THE TASK:
Give the count of lines in the entries that include "cloud", and write nothing besides it.

--------------------------------------------------

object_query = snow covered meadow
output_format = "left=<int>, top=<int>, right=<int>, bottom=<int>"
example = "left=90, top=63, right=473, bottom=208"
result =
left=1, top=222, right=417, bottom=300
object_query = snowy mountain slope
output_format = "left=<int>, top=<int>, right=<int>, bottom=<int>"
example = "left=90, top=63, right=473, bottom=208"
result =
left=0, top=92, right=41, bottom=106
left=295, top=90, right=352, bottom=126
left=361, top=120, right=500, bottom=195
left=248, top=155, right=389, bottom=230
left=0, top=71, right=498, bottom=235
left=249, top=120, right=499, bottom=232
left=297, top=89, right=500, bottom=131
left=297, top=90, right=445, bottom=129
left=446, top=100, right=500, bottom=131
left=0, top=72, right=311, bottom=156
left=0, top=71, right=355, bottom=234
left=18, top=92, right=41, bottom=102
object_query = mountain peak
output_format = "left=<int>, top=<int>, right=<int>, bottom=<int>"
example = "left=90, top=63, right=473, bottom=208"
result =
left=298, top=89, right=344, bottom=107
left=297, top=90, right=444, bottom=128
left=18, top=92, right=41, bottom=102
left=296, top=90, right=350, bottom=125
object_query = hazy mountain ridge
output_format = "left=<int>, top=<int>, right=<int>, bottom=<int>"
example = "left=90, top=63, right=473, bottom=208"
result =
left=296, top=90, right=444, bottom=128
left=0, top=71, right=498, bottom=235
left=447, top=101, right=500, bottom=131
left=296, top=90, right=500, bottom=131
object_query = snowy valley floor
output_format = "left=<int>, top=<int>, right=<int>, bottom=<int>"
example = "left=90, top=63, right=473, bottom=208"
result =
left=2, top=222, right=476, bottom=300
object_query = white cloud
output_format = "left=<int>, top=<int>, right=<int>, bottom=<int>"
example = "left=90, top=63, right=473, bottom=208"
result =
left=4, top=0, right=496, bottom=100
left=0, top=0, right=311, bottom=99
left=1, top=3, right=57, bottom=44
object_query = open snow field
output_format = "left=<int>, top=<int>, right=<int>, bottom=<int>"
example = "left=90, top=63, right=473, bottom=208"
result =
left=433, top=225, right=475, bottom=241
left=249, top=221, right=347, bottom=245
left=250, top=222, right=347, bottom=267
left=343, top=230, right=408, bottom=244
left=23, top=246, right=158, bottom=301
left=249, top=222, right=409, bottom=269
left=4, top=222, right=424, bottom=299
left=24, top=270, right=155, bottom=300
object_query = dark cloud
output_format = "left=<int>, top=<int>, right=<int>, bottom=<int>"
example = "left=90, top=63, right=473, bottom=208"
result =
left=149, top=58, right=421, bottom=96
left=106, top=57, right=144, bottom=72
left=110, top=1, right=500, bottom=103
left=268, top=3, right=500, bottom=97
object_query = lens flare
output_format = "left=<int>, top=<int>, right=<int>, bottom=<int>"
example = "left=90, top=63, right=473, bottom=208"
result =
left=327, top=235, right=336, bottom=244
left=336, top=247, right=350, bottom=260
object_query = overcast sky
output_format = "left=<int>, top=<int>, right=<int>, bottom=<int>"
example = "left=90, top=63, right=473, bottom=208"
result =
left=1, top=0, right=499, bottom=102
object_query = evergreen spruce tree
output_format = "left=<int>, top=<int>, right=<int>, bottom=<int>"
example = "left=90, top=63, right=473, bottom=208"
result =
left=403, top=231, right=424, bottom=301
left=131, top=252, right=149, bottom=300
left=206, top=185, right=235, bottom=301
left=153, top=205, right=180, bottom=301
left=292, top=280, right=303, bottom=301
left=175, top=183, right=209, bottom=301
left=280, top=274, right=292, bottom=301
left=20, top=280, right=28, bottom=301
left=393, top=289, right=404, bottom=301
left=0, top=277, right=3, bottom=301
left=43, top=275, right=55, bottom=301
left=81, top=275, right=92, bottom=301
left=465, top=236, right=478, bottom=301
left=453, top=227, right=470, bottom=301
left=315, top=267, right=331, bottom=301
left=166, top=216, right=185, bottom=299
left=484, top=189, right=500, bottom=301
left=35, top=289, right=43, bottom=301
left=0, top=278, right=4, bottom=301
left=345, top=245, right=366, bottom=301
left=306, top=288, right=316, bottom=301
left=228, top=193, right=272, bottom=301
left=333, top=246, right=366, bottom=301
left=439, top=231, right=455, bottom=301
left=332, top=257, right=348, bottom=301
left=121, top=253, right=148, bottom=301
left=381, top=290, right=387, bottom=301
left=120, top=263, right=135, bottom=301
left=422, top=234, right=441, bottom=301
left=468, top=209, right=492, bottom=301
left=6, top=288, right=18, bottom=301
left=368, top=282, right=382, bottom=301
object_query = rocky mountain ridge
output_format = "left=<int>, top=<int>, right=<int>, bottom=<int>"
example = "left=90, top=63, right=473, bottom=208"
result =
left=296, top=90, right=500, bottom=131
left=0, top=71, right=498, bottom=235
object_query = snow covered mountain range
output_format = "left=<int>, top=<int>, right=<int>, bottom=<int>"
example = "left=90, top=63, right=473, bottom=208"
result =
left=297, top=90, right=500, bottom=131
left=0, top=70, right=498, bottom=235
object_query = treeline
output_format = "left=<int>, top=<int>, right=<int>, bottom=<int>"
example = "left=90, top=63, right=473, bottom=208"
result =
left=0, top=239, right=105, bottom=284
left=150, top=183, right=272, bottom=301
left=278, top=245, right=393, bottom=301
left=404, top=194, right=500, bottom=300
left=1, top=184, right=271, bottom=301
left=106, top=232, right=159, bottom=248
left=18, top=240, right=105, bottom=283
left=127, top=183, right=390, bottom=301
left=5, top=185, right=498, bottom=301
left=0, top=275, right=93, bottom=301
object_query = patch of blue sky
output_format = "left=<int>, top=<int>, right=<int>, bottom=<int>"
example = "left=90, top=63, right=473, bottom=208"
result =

--------------------------------------------------

WRITTEN ANSWER:
2